It is possible for you to protect against failure without the use of thread pools, but this requires the client being trusted to fail very quickly (network connect/read timeouts and retry configuration) and to always behave well.

Netflix, in its design of Hystrix, chose the use of threads and thread-pools to achieve isolation for many reasons including:

  • Many applications execute dozens (and sometimes well over 100) different back-end service calls against dozens of different services developed by as many different teams.
  • Each service provides its own client library.
  • Client libraries are changing all the time.
  • Client library logic can change to add new network calls.
  • Client libraries can contain logic such as retries, data parsing, caching (in-memory or across network), and other such behavior.
  • Client libraries tend to be “black boxes” — opaque to their users about implementation details, network access patterns, configuration defaults, etc.
  • In several real-world production outages the determination was “oh, something changed and properties should be adjusted” or “the client library changed its behavior.”

Stored rows
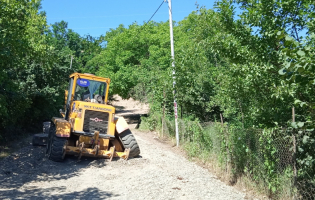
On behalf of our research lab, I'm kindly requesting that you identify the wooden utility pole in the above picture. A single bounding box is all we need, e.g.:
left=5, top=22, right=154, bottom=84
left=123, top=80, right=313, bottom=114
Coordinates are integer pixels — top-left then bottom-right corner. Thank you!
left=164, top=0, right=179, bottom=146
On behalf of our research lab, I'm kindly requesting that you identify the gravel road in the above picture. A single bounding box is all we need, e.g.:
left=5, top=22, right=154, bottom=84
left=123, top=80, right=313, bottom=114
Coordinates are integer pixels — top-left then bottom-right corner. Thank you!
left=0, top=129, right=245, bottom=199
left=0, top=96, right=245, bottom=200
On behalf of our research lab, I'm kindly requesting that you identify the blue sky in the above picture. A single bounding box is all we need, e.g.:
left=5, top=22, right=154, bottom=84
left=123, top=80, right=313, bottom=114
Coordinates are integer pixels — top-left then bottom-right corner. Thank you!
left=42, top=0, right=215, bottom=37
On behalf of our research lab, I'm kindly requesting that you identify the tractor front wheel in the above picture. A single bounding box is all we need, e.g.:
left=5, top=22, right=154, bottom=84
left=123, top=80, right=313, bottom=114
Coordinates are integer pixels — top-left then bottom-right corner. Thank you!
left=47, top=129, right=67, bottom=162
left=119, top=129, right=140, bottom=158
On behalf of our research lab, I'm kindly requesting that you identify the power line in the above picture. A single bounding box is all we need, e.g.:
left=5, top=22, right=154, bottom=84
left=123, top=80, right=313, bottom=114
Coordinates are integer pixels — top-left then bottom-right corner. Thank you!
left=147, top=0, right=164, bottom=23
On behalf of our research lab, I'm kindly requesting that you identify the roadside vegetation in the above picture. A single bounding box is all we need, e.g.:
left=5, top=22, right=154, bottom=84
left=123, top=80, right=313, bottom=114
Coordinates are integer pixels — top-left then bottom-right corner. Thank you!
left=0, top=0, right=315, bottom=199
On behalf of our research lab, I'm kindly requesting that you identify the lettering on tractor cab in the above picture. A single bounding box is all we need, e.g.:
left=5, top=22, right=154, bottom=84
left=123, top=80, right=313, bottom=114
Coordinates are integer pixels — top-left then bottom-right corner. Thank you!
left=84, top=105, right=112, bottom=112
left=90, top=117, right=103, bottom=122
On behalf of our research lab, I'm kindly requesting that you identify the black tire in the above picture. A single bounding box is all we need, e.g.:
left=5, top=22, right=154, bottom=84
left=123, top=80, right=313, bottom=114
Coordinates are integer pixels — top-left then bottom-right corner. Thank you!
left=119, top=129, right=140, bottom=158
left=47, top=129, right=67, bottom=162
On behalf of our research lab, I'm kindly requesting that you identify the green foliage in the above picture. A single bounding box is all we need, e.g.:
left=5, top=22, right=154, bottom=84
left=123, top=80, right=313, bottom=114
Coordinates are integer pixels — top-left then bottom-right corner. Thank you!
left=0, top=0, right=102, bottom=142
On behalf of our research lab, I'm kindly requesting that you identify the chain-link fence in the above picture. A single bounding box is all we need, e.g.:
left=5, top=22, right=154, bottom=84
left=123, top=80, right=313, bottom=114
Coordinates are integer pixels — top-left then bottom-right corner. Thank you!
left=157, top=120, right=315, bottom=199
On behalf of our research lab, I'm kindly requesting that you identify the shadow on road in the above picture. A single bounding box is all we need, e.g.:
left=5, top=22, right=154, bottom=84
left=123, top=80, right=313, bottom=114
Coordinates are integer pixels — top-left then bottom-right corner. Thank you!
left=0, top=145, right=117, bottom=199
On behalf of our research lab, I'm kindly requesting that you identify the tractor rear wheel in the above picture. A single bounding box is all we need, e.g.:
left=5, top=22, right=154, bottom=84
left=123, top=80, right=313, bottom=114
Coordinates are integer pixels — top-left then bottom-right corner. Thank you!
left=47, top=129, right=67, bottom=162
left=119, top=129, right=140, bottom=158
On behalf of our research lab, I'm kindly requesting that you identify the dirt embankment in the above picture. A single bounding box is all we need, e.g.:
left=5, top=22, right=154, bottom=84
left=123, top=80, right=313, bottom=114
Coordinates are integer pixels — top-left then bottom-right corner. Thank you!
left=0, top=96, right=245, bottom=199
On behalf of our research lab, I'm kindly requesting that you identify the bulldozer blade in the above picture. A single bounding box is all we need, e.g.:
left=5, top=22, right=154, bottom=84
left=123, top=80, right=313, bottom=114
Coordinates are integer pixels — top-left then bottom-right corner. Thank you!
* * *
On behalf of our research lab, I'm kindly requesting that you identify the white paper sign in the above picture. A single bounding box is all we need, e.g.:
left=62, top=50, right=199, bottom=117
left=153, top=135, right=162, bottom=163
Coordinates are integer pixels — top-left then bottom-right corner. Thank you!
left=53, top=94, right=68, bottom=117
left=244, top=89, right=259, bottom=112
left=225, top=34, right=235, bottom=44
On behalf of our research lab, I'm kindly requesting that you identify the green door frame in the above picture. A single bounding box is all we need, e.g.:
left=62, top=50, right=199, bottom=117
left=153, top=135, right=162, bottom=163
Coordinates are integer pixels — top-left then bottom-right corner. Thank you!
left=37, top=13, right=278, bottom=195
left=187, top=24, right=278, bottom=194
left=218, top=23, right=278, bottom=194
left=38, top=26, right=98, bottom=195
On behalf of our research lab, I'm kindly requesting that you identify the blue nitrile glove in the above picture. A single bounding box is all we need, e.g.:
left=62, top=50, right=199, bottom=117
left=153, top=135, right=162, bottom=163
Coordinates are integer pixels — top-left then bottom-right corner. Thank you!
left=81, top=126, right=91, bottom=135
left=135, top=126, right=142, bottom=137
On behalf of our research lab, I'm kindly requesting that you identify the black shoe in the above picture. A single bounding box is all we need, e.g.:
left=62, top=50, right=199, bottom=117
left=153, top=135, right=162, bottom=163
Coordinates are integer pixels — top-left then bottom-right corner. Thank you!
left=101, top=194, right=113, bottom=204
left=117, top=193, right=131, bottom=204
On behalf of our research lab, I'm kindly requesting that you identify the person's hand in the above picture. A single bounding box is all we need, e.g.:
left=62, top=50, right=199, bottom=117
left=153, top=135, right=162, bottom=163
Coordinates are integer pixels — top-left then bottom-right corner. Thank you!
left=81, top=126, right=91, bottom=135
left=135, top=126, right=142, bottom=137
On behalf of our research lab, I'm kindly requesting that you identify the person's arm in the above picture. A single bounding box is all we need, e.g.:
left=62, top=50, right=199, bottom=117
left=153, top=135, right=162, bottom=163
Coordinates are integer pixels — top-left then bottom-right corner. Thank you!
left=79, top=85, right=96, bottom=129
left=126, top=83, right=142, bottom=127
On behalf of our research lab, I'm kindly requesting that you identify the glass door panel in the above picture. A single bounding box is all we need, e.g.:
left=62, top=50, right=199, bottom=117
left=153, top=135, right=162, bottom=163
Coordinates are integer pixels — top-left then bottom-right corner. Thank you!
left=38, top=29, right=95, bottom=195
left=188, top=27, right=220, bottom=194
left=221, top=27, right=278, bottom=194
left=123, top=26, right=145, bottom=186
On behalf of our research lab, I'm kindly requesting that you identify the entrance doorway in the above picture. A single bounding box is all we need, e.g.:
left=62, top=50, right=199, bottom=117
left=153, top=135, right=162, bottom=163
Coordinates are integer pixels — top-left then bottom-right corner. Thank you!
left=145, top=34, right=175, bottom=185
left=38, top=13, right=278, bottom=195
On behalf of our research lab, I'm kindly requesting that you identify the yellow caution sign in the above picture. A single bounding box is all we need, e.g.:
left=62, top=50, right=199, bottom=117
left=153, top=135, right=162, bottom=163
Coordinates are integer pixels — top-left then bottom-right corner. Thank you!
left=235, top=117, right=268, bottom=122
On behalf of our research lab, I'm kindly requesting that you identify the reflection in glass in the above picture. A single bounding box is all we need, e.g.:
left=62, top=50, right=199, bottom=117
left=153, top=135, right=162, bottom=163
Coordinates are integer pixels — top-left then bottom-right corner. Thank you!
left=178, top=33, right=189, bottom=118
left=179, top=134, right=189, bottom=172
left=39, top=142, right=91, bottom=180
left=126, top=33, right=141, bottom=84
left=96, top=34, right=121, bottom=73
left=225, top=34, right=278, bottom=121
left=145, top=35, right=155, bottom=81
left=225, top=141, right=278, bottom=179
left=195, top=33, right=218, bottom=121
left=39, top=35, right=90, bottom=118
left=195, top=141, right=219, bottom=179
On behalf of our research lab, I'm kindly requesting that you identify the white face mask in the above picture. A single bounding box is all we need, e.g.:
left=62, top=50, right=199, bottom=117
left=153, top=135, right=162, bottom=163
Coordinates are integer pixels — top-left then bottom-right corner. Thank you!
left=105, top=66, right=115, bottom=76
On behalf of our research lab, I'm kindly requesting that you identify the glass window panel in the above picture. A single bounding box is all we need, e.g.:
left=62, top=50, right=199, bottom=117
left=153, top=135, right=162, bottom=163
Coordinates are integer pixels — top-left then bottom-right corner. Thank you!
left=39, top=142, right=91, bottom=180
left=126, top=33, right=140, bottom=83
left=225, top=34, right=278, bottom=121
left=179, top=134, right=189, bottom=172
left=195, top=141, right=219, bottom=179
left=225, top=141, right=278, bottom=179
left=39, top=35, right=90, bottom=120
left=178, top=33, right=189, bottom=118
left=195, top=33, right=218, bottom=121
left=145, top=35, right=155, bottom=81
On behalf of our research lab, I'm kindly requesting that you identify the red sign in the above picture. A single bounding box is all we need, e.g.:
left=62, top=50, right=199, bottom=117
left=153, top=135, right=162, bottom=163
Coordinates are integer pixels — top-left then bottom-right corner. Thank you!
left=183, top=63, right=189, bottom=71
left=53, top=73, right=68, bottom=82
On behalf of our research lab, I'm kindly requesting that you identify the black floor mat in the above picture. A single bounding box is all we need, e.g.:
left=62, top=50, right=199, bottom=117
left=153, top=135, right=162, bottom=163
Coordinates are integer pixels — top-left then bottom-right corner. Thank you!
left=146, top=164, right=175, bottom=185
---
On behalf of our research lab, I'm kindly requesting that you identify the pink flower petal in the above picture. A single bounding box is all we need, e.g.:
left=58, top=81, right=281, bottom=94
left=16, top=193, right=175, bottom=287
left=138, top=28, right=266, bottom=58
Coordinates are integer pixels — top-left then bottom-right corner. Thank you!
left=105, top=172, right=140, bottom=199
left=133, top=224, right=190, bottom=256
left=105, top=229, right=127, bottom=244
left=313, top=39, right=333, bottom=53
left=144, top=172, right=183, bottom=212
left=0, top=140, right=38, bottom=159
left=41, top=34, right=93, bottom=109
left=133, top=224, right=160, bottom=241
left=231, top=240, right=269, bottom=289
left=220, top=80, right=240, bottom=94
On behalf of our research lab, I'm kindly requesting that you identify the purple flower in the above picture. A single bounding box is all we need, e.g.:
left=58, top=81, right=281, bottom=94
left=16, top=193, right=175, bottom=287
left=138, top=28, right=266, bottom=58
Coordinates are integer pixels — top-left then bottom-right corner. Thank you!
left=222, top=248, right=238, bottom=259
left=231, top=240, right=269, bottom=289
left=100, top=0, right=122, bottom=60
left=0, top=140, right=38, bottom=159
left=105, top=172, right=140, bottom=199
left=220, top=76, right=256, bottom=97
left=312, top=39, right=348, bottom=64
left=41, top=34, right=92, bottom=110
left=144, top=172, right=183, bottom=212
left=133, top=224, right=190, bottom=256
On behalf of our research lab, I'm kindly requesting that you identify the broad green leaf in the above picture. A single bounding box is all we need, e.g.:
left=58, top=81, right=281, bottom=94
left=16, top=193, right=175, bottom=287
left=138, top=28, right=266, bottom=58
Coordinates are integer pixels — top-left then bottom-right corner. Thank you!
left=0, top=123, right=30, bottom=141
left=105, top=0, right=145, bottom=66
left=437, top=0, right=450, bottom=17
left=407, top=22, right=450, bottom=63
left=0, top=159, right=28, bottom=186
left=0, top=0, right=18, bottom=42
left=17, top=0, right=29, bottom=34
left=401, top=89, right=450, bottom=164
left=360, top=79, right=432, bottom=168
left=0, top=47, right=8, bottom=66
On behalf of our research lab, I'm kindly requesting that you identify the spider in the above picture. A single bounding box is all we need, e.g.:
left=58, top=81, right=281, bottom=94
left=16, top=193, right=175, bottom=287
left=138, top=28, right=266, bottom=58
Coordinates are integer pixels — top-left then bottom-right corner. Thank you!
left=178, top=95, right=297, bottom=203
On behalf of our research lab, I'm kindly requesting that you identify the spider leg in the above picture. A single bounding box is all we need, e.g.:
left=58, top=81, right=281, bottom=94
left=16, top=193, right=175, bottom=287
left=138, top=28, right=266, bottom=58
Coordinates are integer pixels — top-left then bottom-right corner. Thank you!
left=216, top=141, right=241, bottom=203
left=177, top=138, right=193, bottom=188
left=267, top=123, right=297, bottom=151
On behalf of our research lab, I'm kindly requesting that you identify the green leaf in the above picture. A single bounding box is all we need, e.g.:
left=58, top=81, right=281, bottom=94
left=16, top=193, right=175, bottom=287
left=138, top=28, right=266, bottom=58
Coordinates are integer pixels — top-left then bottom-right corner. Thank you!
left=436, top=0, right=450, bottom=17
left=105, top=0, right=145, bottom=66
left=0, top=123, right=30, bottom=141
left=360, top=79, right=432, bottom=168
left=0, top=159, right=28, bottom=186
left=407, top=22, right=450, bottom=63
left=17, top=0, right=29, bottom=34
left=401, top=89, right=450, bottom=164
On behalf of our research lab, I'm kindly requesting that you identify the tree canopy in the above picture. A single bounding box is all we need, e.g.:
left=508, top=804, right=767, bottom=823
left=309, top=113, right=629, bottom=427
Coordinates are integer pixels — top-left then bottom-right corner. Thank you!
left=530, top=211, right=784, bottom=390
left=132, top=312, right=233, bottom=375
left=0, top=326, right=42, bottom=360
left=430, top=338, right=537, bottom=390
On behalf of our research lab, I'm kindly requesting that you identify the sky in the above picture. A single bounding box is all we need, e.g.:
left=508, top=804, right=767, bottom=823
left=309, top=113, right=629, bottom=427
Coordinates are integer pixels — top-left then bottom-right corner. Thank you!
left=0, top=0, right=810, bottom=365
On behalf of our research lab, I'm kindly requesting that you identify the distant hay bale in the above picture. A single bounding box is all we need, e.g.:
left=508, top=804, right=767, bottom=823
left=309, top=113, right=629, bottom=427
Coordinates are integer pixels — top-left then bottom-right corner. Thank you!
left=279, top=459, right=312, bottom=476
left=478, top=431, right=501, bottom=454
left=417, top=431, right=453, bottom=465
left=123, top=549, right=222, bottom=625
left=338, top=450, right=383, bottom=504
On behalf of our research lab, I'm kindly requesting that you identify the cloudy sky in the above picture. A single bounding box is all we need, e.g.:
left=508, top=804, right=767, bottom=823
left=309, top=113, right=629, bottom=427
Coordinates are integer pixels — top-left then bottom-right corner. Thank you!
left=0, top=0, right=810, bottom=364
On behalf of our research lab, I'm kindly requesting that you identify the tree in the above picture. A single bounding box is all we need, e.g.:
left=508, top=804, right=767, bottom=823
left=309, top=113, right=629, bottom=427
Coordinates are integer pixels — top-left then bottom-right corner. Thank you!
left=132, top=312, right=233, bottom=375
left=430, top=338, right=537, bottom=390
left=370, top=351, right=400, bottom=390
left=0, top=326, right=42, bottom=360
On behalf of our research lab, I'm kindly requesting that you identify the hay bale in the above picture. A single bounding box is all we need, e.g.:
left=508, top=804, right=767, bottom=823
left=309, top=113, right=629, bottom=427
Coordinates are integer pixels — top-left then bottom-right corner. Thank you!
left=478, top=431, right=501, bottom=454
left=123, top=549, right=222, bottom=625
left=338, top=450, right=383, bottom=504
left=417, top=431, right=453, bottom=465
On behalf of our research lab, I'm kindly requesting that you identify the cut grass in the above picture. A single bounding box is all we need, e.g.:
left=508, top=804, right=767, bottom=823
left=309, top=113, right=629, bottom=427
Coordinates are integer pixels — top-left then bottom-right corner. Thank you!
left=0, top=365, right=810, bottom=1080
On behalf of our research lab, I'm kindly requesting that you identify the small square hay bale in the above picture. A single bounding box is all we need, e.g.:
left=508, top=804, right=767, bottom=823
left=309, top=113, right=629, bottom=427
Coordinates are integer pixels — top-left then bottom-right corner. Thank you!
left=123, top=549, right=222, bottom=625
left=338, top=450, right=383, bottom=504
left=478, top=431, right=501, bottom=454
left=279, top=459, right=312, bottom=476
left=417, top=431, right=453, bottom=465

To be done
Proceed with the text on why Hystrix uses thread pools for isolation, continuing after its last sentence. The listing plays no part in what comes next.

Task answer
  • Even if a client itself doesn’t change, the service itself can change, which can then impact performance characteristics which can then cause the client configuration to be invalid.
  • Transitive dependencies can pull in other client libraries that are not expected and perhaps not correctly configured.
  • Most network access is performed synchronously.
  • Failure and latency can occur in the client-side code as well, not just in the network call.

Benefits of Thread Pools

The benefits of isolation via threads in their own thread pools are:

  • The application is fully protected from runaway client libraries. The pool for a given dependency library can fill up without impacting the rest of the application.
  • The application can accept new client libraries with far lower risk. If an issue occurs, it is isolated to the library and doesn’t affect everything else.
  • When a failed client becomes healthy again, the thread pool will clear up and the application immediately resumes healthy performance, as opposed to a long recovery when the entire Tomcat container is overwhelmed.
  • If a client library is misconfigured, the health of a thread pool will quickly demonstrate this (via increased errors, latency, timeouts, rejections, etc.) and you can handle it (typically in real-time via dynamic properties) without affecting application functionality.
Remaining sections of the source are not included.